• _Task objective_:
Write the next part of the article on offices for postdoctoral affairs, beginning after its final sentence.

• _Text extract_:
************

"It was like living in no-man's-land," said one scientist regarding her postdoc experience at a state university. She described a lack of personal support and inconsistent policies, the inevitable results of "postdocs not being real employees."
This scientist's struggles are not unique. In fact, log onto most university Web sites and you will find links readily available to access resources for faculty, staff, and students; but a listing for postdocs is often notable only by its absence. Unfortunately, postdocs may be omitted from a good deal more than university Web sites. Exclusion from campus resources is often the result of nebulous policies for identifying, tracking, and reaching out to the needs of this rather dispersed group of individuals. As a result of disorganized or nonexistent policies and procedures, postdocs often remain essentially "invisible" to the university administration.
This state of affairs, although widespread, is not universal. To better serve needs of postdocs, numerous universities have begun to establish offices with personnel dedicated to deal specifically with issues related to the postdoctoral educational process. Offices for postdoctoral education can serve a variety of purposes--anything from offering career or educational symposia to establishing health insurance policies to securing postdoc access to campus resources.
Although it seems that addressing the concerns of postdocs would be in the best interest of university communities, efforts to establish postdoctoral affairs offices are often met with opposition and seemingly insurmountable roadblocks. In this two-part series, I will highlight obstacles that institutions have faced in establishing offices dedicated to postdocs before giving examples of how some universities have overcome these challenges. Part 1 deals with getting the office off the ground, and in particular how to go about identifying and/or tracking postdocs. In part 2, hurdles such as funding issues, garnering administrative support, and "systems-driven obstacles" (i.e., cutting through the red tape) will be addressed.

************

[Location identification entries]
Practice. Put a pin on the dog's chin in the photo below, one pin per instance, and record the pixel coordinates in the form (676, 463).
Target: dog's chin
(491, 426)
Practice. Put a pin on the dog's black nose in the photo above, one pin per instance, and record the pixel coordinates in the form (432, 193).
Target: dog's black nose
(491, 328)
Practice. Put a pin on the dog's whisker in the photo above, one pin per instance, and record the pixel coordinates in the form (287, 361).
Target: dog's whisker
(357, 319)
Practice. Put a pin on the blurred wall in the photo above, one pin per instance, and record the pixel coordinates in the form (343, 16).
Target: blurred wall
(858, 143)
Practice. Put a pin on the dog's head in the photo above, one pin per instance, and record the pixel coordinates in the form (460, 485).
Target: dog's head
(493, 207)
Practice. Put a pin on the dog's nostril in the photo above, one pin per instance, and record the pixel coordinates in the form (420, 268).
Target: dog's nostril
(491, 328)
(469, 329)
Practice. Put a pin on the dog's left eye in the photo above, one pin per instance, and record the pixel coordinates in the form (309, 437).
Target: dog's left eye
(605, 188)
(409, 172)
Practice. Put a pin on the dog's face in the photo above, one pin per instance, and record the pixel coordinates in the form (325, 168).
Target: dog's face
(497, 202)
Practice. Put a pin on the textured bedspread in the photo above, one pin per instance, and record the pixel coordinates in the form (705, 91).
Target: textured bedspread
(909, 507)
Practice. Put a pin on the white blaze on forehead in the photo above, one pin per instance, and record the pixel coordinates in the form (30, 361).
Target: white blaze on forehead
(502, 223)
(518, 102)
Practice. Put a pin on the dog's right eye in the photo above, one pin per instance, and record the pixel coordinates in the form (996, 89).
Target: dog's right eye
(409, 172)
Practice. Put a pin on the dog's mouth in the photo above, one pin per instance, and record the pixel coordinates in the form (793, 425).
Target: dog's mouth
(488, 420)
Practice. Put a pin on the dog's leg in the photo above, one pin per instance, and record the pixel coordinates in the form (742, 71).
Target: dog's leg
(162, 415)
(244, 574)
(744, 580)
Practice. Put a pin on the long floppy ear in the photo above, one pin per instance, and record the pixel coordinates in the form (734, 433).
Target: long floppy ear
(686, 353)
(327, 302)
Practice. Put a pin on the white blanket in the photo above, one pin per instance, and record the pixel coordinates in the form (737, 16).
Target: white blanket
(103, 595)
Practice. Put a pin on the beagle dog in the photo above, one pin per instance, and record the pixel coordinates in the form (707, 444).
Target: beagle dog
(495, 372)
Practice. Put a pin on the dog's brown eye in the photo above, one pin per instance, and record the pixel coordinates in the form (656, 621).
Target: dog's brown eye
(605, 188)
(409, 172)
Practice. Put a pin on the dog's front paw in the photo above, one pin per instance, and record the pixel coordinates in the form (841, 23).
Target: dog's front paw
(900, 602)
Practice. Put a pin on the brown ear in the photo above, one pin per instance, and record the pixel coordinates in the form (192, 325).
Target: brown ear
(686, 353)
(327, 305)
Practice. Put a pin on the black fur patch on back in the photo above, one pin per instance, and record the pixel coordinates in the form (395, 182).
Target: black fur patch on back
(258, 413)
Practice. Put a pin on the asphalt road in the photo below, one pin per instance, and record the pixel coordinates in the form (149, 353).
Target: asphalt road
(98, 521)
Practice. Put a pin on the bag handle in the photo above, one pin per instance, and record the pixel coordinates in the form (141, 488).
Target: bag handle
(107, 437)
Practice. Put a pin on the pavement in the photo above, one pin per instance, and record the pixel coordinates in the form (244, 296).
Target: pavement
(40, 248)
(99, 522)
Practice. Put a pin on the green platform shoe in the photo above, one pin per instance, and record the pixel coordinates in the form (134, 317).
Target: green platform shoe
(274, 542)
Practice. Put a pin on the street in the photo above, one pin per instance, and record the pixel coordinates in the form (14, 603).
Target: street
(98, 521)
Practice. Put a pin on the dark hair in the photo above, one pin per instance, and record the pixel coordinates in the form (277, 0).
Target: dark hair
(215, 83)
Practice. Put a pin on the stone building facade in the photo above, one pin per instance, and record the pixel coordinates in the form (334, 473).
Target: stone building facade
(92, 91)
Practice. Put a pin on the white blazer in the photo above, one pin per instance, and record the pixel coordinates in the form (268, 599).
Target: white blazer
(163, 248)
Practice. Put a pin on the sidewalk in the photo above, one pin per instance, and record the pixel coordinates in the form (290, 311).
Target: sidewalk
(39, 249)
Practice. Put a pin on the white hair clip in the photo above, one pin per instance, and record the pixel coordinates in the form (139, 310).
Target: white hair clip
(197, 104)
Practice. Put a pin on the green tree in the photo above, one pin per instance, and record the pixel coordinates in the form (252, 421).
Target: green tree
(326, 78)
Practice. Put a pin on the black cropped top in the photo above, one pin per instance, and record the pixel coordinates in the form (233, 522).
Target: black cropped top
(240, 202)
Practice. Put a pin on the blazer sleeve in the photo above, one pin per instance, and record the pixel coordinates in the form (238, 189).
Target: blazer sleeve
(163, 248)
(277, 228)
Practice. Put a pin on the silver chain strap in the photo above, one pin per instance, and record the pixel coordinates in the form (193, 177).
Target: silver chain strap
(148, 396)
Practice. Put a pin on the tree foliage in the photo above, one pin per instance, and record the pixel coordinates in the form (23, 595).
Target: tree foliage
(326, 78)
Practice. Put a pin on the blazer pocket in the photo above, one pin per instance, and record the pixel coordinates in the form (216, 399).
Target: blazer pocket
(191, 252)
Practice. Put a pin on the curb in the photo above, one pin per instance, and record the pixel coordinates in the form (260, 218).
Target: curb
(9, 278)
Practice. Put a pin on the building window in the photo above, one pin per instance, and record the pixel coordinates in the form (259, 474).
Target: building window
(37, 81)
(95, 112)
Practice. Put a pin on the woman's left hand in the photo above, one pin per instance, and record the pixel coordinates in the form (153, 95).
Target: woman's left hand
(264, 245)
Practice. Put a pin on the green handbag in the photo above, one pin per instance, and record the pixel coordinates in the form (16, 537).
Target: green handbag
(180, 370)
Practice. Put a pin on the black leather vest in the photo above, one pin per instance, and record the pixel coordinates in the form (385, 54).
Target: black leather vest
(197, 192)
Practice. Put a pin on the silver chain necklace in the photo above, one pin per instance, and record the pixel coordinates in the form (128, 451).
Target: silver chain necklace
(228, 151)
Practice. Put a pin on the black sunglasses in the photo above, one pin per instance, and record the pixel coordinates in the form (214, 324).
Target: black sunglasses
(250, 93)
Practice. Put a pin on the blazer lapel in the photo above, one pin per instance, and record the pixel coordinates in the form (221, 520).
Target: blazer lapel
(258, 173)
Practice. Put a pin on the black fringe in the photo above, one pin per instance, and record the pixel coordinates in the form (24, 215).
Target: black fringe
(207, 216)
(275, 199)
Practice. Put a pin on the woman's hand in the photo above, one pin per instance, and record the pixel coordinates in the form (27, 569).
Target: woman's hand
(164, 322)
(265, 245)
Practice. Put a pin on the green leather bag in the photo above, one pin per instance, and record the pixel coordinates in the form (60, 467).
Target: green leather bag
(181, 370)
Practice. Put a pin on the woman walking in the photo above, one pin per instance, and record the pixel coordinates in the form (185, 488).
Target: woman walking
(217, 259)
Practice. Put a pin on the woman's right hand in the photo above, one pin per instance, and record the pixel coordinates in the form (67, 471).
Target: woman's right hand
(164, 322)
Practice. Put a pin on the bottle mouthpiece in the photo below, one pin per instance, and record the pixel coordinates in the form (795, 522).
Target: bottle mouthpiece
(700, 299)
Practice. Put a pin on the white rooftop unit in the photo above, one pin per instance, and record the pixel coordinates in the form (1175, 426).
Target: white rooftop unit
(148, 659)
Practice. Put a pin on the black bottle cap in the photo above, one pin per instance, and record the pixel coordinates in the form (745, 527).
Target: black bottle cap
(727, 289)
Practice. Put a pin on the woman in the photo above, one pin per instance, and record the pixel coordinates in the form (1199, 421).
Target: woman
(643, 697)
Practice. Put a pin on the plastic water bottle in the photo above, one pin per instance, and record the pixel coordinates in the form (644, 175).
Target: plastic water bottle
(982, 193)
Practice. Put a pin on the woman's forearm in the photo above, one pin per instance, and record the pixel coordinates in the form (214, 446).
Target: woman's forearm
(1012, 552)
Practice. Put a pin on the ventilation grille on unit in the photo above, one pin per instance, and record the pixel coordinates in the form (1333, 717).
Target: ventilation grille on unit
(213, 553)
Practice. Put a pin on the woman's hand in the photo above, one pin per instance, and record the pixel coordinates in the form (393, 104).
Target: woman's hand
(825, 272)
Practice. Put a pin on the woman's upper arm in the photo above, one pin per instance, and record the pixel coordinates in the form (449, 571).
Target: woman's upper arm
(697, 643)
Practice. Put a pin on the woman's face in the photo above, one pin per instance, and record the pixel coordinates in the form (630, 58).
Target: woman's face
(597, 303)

************

• _Task output_:
Who Are They Anyway?
An initial challenge in setting up an office for postdocs is to identify the population that the office will serve. While this seems to be a straightforward task, it is often much more difficult than it sounds. The issue is made complicated, in part, because of numerous titles that postdocs may hold. While a postdoc may consider himself to be a "postdoc," he may hold any one of numerous titles: postdoctoral scholar, postdoctoral associate, postdoctoral fellow, postdoctoral trainee, research fellow, research associate ... and the list goes on. (For an overview of postdoc status, read the Postdoc Network's previous article on the topic.)
Compounding the difficulty of identifying postdocs is the numerous ways postdocs get paid. "Employee postdocs" are typically paid through the institution's payroll department. These postdocs are easy to identify because they are considered employees; paperwork, salaries, and benefits are handled similarly to all other individuals employed by the institution. In contrast, postdoc "trainees" or "fellows" are frequently invisible to the institution because they often bypass campus systems. Salaries may come from fellowships and stipends paid out by a nonpayroll system, or compensation may be paid directly to postdocs from funding agencies. As a result, "nonemployee postdocs" are essentially nonexistent to university systems. It is this category of postdocs that is so challenging to identify.
Identifying and Tracking Postdocs
Because of difficulty in identifying postdocs, institutions have found it necessary to first establish a definition that encompasses all postdocs. For example, according to Sam Castañeda, visiting scholar and postdoctoral appointment coordinator at the University of California, Berkeley, their definition of a postdoc is "an individual who holds a Ph.D. and has less than 5 years postdoctoral experience, possesses a source of funding, does not have a professorial title, and is being mentored by faculty to gain advanced training and skills."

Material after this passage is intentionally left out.